**SUA TAREFA**
Retome o texto sobre a voz da defesa e a sustentação oral logo depois da última frase e dê continuidade a ele.

**TRECHO SELECIONADO**
Não se silencia a voz da defesa
Quando um Ministro da Corte Suprema se dirige à principal entidade da sociedade civil, imbuída da defesa da ordem jurídica do Estado democrático de direito, de maneira ríspida, por estar fazendo a mesma o papel dela, que recado envia?
Na dinâmica própria do Direito-Ciência, não se promove justiça pela metade, como se dá ao se inviabilizar o exercício da defesa. É na sustentação oral, por exemplo, que a parte, representada por seu advogado, se faz ouvir diretamente pelo Judiciário. Dificultá-la, portanto, é negar a própria lógica civilizatória, ao se libertar da ideia de vingança privada.
Quando articulada de forma clara, em aditivo a memoriais escritos entregues aos julgadores, na linguagem mais direta possível, sem mergulhos carpados nas profundezas dos dicionários, uma sustentação oral de qualidade pode muito bem mudar o curso de um caso e alterar a percepção sobre as suas circunstâncias. O poder do convencimento é a grande arte da advocacia.

**REGISTROS**
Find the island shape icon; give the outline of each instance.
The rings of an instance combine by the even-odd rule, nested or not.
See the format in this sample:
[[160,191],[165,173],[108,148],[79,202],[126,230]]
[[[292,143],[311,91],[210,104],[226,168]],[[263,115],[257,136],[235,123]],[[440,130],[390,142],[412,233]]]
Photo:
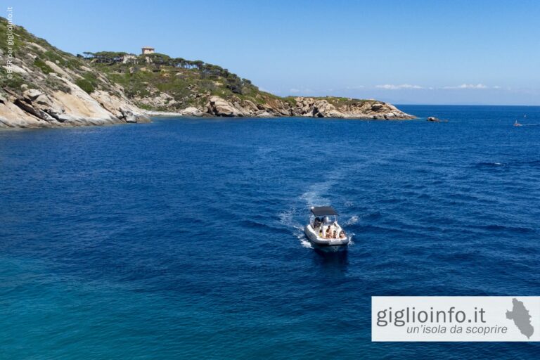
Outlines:
[[512,311],[506,311],[506,319],[513,320],[514,323],[522,334],[530,339],[534,333],[534,328],[531,325],[531,316],[529,310],[523,304],[522,301],[518,299],[512,299]]

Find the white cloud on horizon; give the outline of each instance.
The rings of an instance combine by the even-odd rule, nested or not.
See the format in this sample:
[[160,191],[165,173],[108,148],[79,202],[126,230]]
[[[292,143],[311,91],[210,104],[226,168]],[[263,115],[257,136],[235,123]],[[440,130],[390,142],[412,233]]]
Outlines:
[[458,86],[444,86],[442,89],[489,89],[488,86],[483,84],[462,84]]
[[411,85],[409,84],[401,84],[401,85],[385,84],[384,85],[376,85],[375,87],[377,89],[384,89],[385,90],[400,90],[401,89],[424,89],[419,85]]

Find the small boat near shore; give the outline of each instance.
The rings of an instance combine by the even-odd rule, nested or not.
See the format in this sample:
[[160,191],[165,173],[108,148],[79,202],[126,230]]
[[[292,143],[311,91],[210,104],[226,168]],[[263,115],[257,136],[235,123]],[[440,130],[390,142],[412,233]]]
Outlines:
[[311,243],[319,246],[342,246],[349,244],[349,238],[338,223],[338,212],[331,206],[311,208],[309,224],[304,233]]

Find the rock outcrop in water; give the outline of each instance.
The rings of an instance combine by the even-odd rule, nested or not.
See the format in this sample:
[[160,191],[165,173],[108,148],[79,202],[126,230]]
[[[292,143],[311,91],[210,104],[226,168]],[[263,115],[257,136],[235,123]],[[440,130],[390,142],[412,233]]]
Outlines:
[[[202,110],[216,116],[303,116],[356,119],[404,120],[414,117],[387,103],[342,98],[297,97],[292,101],[255,105],[252,101],[231,102],[212,96]],[[345,101],[344,101],[345,100]],[[204,111],[205,110],[205,111]]]
[[[148,122],[122,89],[84,61],[0,18],[0,127]],[[15,56],[9,56],[11,49]],[[9,63],[8,63],[9,61]]]

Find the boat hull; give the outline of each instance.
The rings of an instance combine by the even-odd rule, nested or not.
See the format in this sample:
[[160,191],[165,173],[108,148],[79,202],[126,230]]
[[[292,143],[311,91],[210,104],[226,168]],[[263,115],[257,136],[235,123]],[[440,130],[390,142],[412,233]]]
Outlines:
[[342,239],[325,239],[319,237],[311,227],[311,225],[306,225],[304,228],[304,233],[309,241],[319,246],[345,246],[349,245],[349,238]]

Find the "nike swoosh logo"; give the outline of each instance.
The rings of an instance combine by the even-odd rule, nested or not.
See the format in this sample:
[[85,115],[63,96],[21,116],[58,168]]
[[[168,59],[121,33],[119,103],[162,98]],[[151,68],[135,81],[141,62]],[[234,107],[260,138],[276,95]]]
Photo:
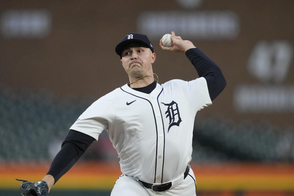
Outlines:
[[132,101],[132,102],[130,102],[129,103],[128,103],[128,102],[127,101],[127,102],[126,102],[126,105],[130,105],[130,104],[131,104],[133,102],[134,102],[135,101],[137,101],[137,100],[135,100],[134,101]]

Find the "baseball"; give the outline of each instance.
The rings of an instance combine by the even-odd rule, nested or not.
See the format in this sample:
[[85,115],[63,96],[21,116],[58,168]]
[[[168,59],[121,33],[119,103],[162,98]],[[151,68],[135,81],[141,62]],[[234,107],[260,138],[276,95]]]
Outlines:
[[170,47],[172,45],[172,41],[171,39],[172,35],[168,33],[163,36],[161,38],[162,45],[166,47]]

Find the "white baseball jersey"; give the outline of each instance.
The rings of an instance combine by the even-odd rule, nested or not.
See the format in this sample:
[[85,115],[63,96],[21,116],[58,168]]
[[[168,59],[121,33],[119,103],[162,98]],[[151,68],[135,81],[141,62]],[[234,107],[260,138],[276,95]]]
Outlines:
[[149,94],[127,84],[94,102],[70,129],[96,140],[107,130],[123,174],[164,183],[183,175],[191,159],[195,115],[211,104],[203,77],[157,83]]

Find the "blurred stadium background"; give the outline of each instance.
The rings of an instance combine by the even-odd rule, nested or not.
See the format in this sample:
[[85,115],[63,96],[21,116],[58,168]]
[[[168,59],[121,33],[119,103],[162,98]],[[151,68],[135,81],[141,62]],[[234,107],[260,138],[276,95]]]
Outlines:
[[[1,1],[0,195],[40,180],[81,113],[128,82],[114,51],[125,35],[150,38],[160,83],[198,77],[160,49],[172,30],[227,83],[195,118],[198,195],[294,195],[293,19],[291,0]],[[50,194],[110,195],[117,156],[104,132]]]

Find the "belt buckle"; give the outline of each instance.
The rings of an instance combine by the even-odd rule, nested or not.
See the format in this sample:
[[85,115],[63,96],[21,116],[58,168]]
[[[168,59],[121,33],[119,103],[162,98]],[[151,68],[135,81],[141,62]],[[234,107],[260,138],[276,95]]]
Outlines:
[[152,185],[152,187],[151,187],[151,189],[153,190],[154,190],[154,191],[157,191],[156,190],[154,190],[153,189],[153,188],[154,187],[158,187],[160,186],[161,184],[161,183],[154,183],[154,184]]
[[151,187],[151,189],[153,191],[157,192],[161,192],[168,190],[172,187],[172,182],[160,184],[158,183],[157,184],[153,184]]

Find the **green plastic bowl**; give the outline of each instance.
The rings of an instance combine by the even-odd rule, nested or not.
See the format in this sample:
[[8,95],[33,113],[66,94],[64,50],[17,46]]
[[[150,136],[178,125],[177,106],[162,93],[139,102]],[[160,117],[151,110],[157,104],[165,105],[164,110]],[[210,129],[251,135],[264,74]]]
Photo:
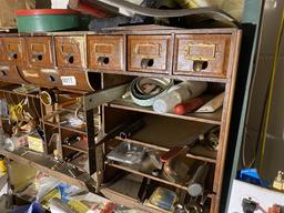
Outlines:
[[80,13],[68,9],[17,11],[19,32],[52,32],[79,29]]

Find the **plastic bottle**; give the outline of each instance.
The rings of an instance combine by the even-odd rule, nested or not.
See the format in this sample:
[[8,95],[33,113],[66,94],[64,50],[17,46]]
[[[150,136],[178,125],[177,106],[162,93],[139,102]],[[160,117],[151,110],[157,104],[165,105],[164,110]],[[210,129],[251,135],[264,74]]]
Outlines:
[[165,113],[189,99],[194,99],[207,89],[206,82],[184,81],[172,87],[169,92],[154,101],[153,110],[159,113]]

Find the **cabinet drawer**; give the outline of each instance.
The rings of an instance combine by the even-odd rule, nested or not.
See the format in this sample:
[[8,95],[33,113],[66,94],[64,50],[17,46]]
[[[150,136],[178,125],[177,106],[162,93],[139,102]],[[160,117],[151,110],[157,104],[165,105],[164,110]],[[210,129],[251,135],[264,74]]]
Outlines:
[[4,44],[3,40],[0,38],[0,64],[6,62],[4,58]]
[[129,36],[128,71],[169,72],[170,36]]
[[24,40],[18,37],[3,38],[4,61],[13,64],[24,62]]
[[226,77],[229,34],[175,37],[174,74]]
[[80,91],[92,91],[87,72],[80,69],[60,69],[60,88]]
[[20,70],[22,77],[29,83],[40,87],[58,87],[60,85],[60,78],[58,71],[54,69],[31,69],[26,68]]
[[28,37],[27,51],[30,65],[37,68],[54,67],[51,37]]
[[16,65],[0,65],[0,81],[9,83],[27,83],[17,70]]
[[55,37],[58,67],[85,68],[85,38]]
[[102,71],[124,70],[123,44],[122,36],[88,37],[89,67]]

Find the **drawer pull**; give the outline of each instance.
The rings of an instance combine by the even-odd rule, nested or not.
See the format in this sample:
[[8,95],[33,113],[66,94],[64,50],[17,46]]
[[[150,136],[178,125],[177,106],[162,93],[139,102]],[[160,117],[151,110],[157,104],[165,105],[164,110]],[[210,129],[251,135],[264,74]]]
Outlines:
[[195,72],[200,72],[201,70],[205,70],[209,65],[207,61],[194,61],[193,62],[193,70]]
[[42,61],[43,57],[42,54],[34,54],[32,58],[32,62]]
[[151,68],[154,65],[154,60],[153,59],[142,59],[141,60],[141,68]]
[[72,54],[67,55],[65,63],[70,63],[70,64],[74,63],[74,55]]
[[0,71],[0,77],[6,77],[6,75],[7,75],[6,71],[1,70]]
[[52,75],[49,75],[48,80],[49,80],[50,82],[54,82],[54,81],[55,81],[54,77],[52,77]]
[[99,65],[106,65],[110,63],[110,58],[109,57],[99,57],[98,63],[99,63]]
[[18,59],[17,52],[9,52],[8,59],[9,61],[17,60]]

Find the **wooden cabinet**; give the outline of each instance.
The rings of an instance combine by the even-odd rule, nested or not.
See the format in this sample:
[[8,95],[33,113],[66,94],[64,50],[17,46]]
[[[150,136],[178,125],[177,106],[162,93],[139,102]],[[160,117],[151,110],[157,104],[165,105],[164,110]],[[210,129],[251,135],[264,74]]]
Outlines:
[[178,34],[173,73],[225,78],[230,45],[229,34]]
[[20,37],[2,38],[4,62],[9,64],[23,64],[26,62],[24,39]]
[[9,83],[27,83],[19,74],[16,65],[0,65],[0,81]]
[[89,36],[89,68],[98,71],[123,71],[125,64],[124,37]]
[[[183,197],[187,194],[189,180],[200,165],[206,164],[209,173],[202,207],[204,212],[219,212],[241,43],[239,29],[161,28],[150,31],[143,26],[100,33],[57,32],[24,37],[1,38],[0,52],[3,51],[4,58],[0,55],[0,63],[3,64],[0,65],[0,80],[11,82],[9,77],[18,69],[20,75],[17,78],[22,77],[27,82],[44,88],[41,90],[59,89],[62,94],[57,94],[58,106],[80,94],[81,102],[74,105],[42,105],[42,125],[47,132],[47,144],[52,133],[60,134],[59,153],[63,159],[77,152],[84,154],[83,160],[88,164],[84,170],[95,176],[97,192],[115,202],[123,202],[121,204],[125,206],[166,212],[146,206],[151,194],[141,196],[140,190],[151,185],[152,192],[163,186]],[[26,45],[22,45],[23,41]],[[22,64],[24,52],[29,65]],[[128,94],[130,82],[138,77],[173,79],[175,83],[206,82],[207,89],[200,98],[206,102],[224,92],[223,106],[211,113],[158,113],[151,106],[140,106],[123,95]],[[17,78],[12,82],[22,82]],[[67,93],[71,93],[69,98]],[[72,128],[67,118],[79,111],[87,118],[85,125]],[[121,136],[118,130],[136,118],[143,119],[143,126],[132,135]],[[201,142],[189,146],[187,139],[204,134],[207,128],[219,129],[215,150]],[[74,133],[84,135],[88,142],[62,144]],[[178,159],[175,165],[190,168],[186,174],[189,180],[176,181],[164,171],[145,170],[144,164],[132,166],[106,160],[105,156],[123,143],[140,145],[144,151],[158,153],[158,156],[165,153],[169,156],[168,152],[172,150],[179,151],[179,154],[182,152],[183,158]],[[51,154],[54,146],[50,145],[47,154]],[[125,175],[120,175],[122,173]],[[131,190],[125,190],[130,186]]]
[[169,73],[171,36],[129,36],[128,71]]
[[54,69],[22,68],[19,72],[27,82],[39,87],[55,88],[60,85],[60,78]]
[[4,53],[4,43],[3,40],[0,38],[0,64],[6,62]]
[[51,37],[27,37],[26,45],[31,67],[54,67],[53,41]]
[[[80,69],[59,69],[59,88],[81,91],[92,91],[87,72]],[[92,81],[92,80],[91,80]]]

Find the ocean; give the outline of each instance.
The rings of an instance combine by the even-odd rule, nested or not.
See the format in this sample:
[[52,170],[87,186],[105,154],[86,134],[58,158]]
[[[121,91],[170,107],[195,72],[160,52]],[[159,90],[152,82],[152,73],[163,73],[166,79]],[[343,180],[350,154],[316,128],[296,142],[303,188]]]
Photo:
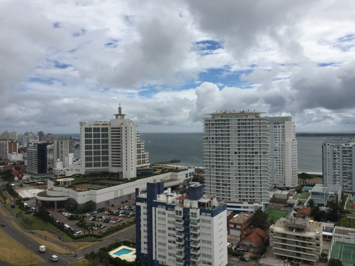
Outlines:
[[[79,134],[56,135],[79,137]],[[141,140],[145,143],[152,162],[180,160],[173,165],[203,167],[202,133],[142,133]],[[299,172],[322,173],[322,144],[324,137],[297,137]],[[80,157],[79,151],[75,157]]]

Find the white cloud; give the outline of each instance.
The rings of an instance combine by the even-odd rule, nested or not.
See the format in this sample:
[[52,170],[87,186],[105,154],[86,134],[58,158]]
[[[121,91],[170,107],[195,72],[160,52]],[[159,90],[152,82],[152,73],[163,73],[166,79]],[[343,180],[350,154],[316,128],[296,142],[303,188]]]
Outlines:
[[0,130],[78,132],[120,101],[142,132],[248,109],[353,130],[354,15],[329,0],[3,1]]

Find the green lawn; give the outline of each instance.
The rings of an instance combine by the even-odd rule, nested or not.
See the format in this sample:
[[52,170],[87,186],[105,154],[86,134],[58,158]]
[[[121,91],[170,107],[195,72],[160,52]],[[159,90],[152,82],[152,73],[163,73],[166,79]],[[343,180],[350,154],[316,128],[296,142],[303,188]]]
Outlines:
[[309,193],[296,193],[293,196],[294,199],[307,199],[309,196]]

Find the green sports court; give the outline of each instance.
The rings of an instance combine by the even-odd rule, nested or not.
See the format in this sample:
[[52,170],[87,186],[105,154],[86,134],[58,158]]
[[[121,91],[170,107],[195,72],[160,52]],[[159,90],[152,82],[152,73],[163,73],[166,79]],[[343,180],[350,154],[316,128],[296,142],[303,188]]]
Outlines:
[[353,266],[355,264],[355,244],[334,242],[331,257],[339,259],[344,266]]
[[267,213],[269,216],[269,220],[274,218],[275,220],[277,221],[282,217],[286,217],[287,213],[282,211],[269,211]]

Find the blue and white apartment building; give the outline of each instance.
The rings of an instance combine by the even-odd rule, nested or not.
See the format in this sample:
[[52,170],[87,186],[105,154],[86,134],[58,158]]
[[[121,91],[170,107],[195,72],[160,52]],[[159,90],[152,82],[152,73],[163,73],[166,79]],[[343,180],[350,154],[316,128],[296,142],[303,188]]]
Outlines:
[[226,206],[203,195],[198,183],[188,194],[164,191],[164,182],[136,190],[137,256],[142,265],[228,264]]

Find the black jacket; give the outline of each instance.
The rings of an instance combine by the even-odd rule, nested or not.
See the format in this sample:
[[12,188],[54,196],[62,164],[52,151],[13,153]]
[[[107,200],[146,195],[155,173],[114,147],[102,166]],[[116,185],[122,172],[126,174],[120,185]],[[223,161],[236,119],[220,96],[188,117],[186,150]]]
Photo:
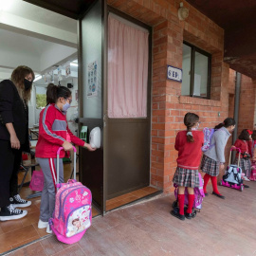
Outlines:
[[14,83],[9,80],[0,82],[0,139],[9,140],[6,123],[12,122],[21,145],[27,144],[27,119],[24,103]]

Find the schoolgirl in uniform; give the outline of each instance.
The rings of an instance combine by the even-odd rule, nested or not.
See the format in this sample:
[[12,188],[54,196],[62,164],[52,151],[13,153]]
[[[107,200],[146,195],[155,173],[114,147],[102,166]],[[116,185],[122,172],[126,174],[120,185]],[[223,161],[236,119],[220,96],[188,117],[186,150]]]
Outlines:
[[[55,206],[56,193],[56,164],[57,151],[64,147],[64,151],[72,151],[74,143],[94,151],[90,144],[75,137],[69,130],[66,122],[66,111],[72,101],[71,91],[64,86],[49,84],[46,91],[47,106],[40,113],[39,138],[36,145],[36,158],[44,173],[45,184],[42,192],[39,229],[47,228],[51,233],[48,220],[52,216]],[[60,154],[60,183],[64,182],[63,157],[65,153]]]
[[[173,182],[178,185],[179,211],[171,210],[171,214],[180,220],[193,218],[192,205],[194,201],[193,188],[199,187],[198,168],[201,160],[201,147],[204,144],[204,134],[197,131],[199,117],[187,113],[184,117],[186,131],[178,132],[175,139],[175,150],[178,151],[177,168]],[[184,212],[185,188],[189,193],[189,205]]]
[[217,176],[220,174],[220,171],[224,171],[225,164],[225,147],[229,137],[231,136],[235,128],[235,120],[231,118],[226,119],[222,123],[216,125],[214,129],[216,130],[212,135],[210,139],[210,149],[204,153],[201,170],[205,173],[204,175],[204,192],[205,195],[208,195],[207,192],[207,184],[209,180],[211,180],[212,185],[212,194],[225,199],[225,196],[222,195],[217,187]]

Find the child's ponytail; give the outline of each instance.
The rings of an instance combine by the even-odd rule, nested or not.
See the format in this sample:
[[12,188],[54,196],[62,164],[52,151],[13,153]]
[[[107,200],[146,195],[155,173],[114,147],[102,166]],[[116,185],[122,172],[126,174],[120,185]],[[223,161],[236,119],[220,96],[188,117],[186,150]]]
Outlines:
[[49,83],[46,91],[46,103],[56,103],[60,97],[67,99],[71,96],[71,91],[64,86],[57,86]]
[[187,113],[184,117],[184,124],[187,126],[187,141],[193,142],[192,128],[199,121],[199,117],[194,113]]
[[55,103],[57,101],[58,86],[53,83],[49,83],[46,91],[46,104]]

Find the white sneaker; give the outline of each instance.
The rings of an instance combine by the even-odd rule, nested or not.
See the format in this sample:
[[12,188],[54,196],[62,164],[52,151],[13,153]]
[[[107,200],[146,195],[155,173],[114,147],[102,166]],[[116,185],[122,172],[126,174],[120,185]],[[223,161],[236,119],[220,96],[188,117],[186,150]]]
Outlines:
[[52,230],[50,229],[49,224],[47,225],[46,233],[48,233],[48,234],[51,234],[52,233]]
[[39,220],[38,225],[37,225],[37,228],[38,229],[46,229],[47,228],[47,225],[48,225],[48,222],[47,221]]
[[0,221],[17,220],[25,217],[27,210],[15,209],[12,205],[1,209]]
[[24,208],[31,205],[31,201],[26,201],[21,198],[19,194],[14,195],[13,197],[9,197],[9,203],[15,208]]

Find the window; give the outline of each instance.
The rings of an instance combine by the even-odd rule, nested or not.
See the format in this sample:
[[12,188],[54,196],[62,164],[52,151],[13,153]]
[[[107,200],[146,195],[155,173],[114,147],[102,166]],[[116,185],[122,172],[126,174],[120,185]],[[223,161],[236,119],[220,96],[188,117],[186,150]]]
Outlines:
[[210,54],[183,44],[181,95],[210,99]]
[[43,109],[46,105],[46,88],[35,86],[36,91],[36,108]]

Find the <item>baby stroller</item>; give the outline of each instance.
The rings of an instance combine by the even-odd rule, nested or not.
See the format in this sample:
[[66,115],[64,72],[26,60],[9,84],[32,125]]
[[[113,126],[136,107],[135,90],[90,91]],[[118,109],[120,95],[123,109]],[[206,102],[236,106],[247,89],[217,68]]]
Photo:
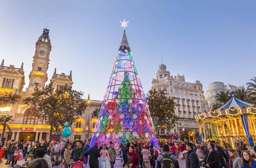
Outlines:
[[80,161],[71,162],[71,168],[83,168],[84,165]]

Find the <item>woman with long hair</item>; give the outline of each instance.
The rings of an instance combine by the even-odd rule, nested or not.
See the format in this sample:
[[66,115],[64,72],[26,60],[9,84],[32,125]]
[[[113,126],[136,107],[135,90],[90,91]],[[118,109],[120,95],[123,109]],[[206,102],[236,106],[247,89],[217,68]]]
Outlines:
[[71,160],[70,159],[71,152],[72,152],[72,145],[71,144],[68,144],[64,151],[64,159],[66,160],[66,163],[67,165],[68,165],[70,167],[71,163]]
[[124,160],[124,164],[122,168],[127,168],[128,167],[136,168],[136,167],[138,165],[139,159],[137,154],[134,152],[134,147],[133,146],[130,146],[129,147],[129,152],[127,153],[127,156],[125,158],[125,160]]
[[147,166],[148,168],[150,168],[150,159],[148,157],[150,151],[148,149],[148,146],[145,145],[145,148],[141,151],[141,153],[143,155],[143,161],[145,163],[145,168],[146,168]]
[[230,168],[240,168],[241,159],[238,156],[238,154],[235,149],[230,148],[228,150],[230,155]]
[[102,149],[100,151],[100,157],[99,160],[99,168],[110,168],[110,158],[108,151],[106,149],[106,146],[102,146]]
[[256,161],[253,159],[252,155],[247,151],[242,152],[242,168],[256,168]]
[[241,153],[243,151],[242,149],[241,148],[241,144],[240,143],[237,142],[236,144],[236,152],[238,154],[238,156],[241,158]]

**RESPOSTA ESCRITA**
Embora nada substitua o contato visual entre quem argumenta e quem julga, no ensejo tanto do ato de dizer o direito, quanto no de instruir a marcha processual, a consolidação do modelo virtual de julgamento colegiado não deve jamais levar ao conformismo de presumir que houve o esvaziamento da força de uma boa sustentação oral, conjugada, vale repetir, à prévia oferta de memoriais.
Controlar o nervosismo e a timidez, treinar o que vai falar, cronometrar o tempo, driblar a tentação do uso incontido de palavreado rebuscado, evitar ficar a todo tempo lendo um papel, ser pontual, não fazer citações de memória sem certeza do teor e autoria, são dicas recorrentes, assim como, no tocante ao julgador, a atenção ao orador, na compreensão basilar do princípio colaborativo, hoje galvanizado no artigo 6º do Código de Processo Civil.
Preparar-se para sustentar oralmente não é receita de bolo. A exemplo de pedalar uma bicicleta, requer perseverança. Já do lado oposto do balcão, para quem escolhe trajar a toga, consideradas as altas responsabilidades que o cargo impõe, a sustentação oral jamais, em época alguma pode ser encarada a priori como tempo perdido. Não há hermenêutica que convença do inverso.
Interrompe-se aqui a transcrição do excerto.